Antonio Revuelta Puigdollers describes some of the meanings of the particles αὖ and αὖτε, concentrating on their contribution to topic management in Ancient Greek. He tries to demonstrate that both particles, at least in some of their uses, work as cohesion devices marking the introduction of a different discourse topic, thereby creating and reflecting text coherence. They signal a thematic discontinuity whose basic effect is to open a new thematic section, either introducing a subtopic or resuming a given topic (or even heralding a new one). In his text sample, consisting of a number of Homeric and Classical Greek texts, both particles function as boundary markers, underscoring the transition between different discourse units.

A. Maria van Erp Taalman Kip ponders on the difference between καὶ μήν and καὶ δή in drama. Although in various commentaries they are said to be nearly equivalents, Van Erp Taalman Kip proves with reasonable arguments that the nature of the context is decisive when choosing between both particle combinations. In the case of καὶ μήν there is a shift in the focus of attention in that the speaker marks an entry that was not prepared for by the immediately preceding words or signals a transition to a new subject; if no such shift is present, the speaker corrects or contradicts his addressee. Καὶ δή, on the other hand, has different characteristics: '[i]t is used to mark an entry that has been prepared for by the words that immediately precede it, or something said or done which is related to the subject under discussion' (p. 128). Turn-initial ἀλλά in Greek drama is the subject of Annemieke Drummen's paper, who discusses how this particle contributes to discourse cohesion in dialogue. She builds on an article by Basset on the use of ἀλλά in Aristophanes' Ranae and, on the basis of a larger corpus, concludes that the context plays indeed a major role in attributing a fundamental value to the particle. Turn-initial ἀλλά marks a correction of the preceding words or actions, which can be either an explicitly stated element, a presupposed element, an implication or the discourse topic. Although it does not create relations, ἀλλά makes them explicit, rendering alternative interpretations impossible.

◆ SHORT EXERCISE A: Reproduce the passage on Greek particles from the words "Antonio Revuelta Puigdollers" through the words "different discourse units.", switching "cohesion devices" to "linking devices".

◆ MATERIAL PROVIDED:
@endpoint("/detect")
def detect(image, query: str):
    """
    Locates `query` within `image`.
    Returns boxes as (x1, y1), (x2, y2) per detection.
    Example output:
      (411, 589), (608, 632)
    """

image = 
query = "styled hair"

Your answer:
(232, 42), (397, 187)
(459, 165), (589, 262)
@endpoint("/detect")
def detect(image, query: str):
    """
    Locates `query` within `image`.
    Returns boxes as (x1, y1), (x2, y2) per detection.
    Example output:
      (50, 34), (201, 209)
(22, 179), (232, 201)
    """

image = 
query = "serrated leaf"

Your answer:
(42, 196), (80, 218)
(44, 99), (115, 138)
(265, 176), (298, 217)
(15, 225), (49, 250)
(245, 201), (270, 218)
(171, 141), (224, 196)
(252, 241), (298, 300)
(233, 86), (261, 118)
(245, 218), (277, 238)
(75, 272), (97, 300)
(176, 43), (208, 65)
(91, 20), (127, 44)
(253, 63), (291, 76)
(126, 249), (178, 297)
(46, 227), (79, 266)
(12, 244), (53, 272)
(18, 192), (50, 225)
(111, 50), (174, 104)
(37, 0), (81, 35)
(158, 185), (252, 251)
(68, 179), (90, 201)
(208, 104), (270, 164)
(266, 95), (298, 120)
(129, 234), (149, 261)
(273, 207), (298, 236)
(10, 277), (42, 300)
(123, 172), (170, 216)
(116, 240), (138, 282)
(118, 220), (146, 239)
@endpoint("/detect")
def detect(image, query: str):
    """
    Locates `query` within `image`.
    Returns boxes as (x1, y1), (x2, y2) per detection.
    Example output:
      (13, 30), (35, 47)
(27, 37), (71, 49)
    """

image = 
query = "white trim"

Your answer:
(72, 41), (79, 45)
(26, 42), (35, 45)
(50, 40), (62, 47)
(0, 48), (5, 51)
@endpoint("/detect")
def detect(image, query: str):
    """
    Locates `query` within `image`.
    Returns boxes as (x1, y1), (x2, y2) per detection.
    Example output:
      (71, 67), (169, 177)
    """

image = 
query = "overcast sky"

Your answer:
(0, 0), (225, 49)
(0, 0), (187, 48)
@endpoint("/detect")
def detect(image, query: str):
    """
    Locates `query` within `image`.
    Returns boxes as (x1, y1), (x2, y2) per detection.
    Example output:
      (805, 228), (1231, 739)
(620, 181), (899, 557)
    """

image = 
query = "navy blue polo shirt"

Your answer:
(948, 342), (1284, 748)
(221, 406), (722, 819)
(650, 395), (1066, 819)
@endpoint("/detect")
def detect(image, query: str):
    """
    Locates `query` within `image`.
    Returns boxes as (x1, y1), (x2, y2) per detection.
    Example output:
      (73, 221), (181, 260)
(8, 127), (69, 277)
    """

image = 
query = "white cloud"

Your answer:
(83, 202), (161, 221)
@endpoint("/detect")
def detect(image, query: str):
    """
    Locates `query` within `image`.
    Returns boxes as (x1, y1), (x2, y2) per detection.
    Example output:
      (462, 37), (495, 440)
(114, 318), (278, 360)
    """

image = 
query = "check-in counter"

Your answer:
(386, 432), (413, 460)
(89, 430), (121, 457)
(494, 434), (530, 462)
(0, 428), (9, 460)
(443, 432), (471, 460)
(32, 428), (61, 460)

◆ SHORT EXERCISE B: Rewrite the rows from their start through the line containing "(0, 48), (5, 51)", requests included, with every box coordinate in the answers multiplied by 1.35 and rounded to a whole number, halves rounded up. Leave the requests and their sample outputs unchanged, and give only these lines.

◆ COMPLETE RESPONSE A:
Antonio Revuelta Puigdollers describes some of the meanings of the particles αὖ and αὖτε, concentrating on their contribution to topic management in Ancient Greek. He tries to demonstrate that both particles, at least in some of their uses, work as linking devices marking the introduction of a different discourse topic, thereby creating and reflecting text coherence. They signal a thematic discontinuity whose basic effect is to open a new thematic section, either introducing a subtopic or resuming a given topic (or even heralding a new one). In his text sample, consisting of a number of Homeric and Classical Greek texts, both particles function as boundary markers, underscoring the transition between different discourse units.

◆ COMPLETE RESPONSE B:
@endpoint("/detect")
def detect(image, query: str):
    """
    Locates `query` within `image`.
    Returns boxes as (x1, y1), (x2, y2) per detection.
    Example output:
      (411, 589), (608, 632)
    """

image = 
query = "styled hair"

Your answer:
(313, 57), (536, 252)
(620, 223), (795, 354)
@endpoint("/detect")
def detect(image, query: str):
    """
    Locates `query` within `image`.
    Returns boxes as (x1, y1), (x2, y2) per detection.
    Example output:
      (50, 34), (201, 209)
(22, 179), (232, 201)
    """

image = 
query = "serrated leaf"

Your answer:
(57, 265), (108, 294)
(59, 134), (155, 186)
(358, 238), (402, 293)
(20, 304), (66, 338)
(331, 271), (365, 294)
(231, 190), (302, 265)
(340, 325), (402, 405)
(315, 116), (352, 159)
(331, 294), (374, 321)
(101, 367), (131, 405)
(238, 58), (281, 88)
(123, 27), (171, 59)
(342, 85), (393, 103)
(170, 336), (240, 401)
(62, 306), (107, 359)
(16, 329), (72, 367)
(24, 259), (68, 304)
(150, 68), (235, 140)
(50, 0), (109, 47)
(213, 250), (340, 339)
(92, 242), (122, 271)
(281, 140), (365, 221)
(359, 128), (402, 162)
(174, 316), (201, 352)
(369, 279), (402, 319)
(14, 374), (57, 405)
(166, 232), (230, 292)
(157, 324), (186, 381)
(159, 297), (197, 323)
@endpoint("/detect")
def detect(image, query: str):
    """
    Locates `query` within `image`.
    Returns boxes as (x1, y1), (x2, y2) per detection.
    Example output:
      (13, 30), (35, 47)
(27, 37), (71, 49)
    """

image = 
query = "white trim"

Your answer:
(97, 55), (107, 61)
(35, 57), (47, 61)
(68, 54), (84, 63)
(0, 65), (7, 69)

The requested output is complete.